*AIM OF THE EXERCISE*. Rewrite every line between the one holding "Task: indicate the turquoise" and the one holding "[(923, 183), (863, 233)]", inclusive. Scale each point coordinate in the answers by 1.35, round to whole numbers with halves going up, and leave the sample coordinates and all other text unchanged.

===

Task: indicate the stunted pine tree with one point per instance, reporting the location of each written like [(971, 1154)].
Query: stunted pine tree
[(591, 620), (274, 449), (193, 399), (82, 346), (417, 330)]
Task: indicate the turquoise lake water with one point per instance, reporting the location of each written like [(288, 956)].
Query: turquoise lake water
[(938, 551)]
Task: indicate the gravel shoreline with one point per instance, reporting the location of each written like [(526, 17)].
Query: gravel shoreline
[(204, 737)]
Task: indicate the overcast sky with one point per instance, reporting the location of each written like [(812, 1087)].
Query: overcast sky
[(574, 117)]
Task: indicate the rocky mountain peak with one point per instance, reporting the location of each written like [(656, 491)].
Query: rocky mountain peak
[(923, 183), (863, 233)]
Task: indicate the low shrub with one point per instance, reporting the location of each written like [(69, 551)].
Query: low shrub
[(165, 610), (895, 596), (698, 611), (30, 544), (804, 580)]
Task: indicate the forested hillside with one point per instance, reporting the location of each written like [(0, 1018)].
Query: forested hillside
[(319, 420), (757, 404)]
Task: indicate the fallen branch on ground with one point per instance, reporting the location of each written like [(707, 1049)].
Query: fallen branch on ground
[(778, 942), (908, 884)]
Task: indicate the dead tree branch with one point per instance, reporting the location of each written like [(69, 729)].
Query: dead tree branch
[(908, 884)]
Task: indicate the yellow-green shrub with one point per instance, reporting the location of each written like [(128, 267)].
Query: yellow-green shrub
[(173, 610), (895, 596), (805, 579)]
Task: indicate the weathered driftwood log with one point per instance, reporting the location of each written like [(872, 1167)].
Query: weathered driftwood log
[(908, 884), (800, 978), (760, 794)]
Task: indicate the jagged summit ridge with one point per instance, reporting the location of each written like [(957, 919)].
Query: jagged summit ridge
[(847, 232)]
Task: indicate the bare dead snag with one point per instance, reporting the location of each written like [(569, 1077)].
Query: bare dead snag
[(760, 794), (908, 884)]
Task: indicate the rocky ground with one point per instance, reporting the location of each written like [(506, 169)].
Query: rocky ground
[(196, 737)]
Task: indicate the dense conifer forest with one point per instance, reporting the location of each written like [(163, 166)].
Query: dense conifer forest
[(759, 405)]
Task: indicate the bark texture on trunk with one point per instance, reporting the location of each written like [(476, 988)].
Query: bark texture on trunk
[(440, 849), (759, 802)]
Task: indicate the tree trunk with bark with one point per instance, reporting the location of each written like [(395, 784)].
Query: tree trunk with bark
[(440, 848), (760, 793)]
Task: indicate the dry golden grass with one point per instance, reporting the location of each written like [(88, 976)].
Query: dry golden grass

===

*COMPLETED EXERCISE*.
Task: indicate the turquoise lake water with one point per instance, reporting the location of each written like [(288, 956)].
Query: turquoise lake water
[(1266, 744)]
Task: indicate the gravel shoreline with one point per instance, reporting the location of each written like [(526, 17)].
Query: gravel shoreline
[(275, 995)]
Task: indicate the overcast sky with one point per instance, reporting the location of each written like [(812, 1087)].
Query: overcast sky
[(775, 158)]
Task: indicate the rocky mountain peak with one point per instance, reporting the location of each written like [(656, 491)].
Query: rocky mountain peak
[(1246, 247), (1165, 315)]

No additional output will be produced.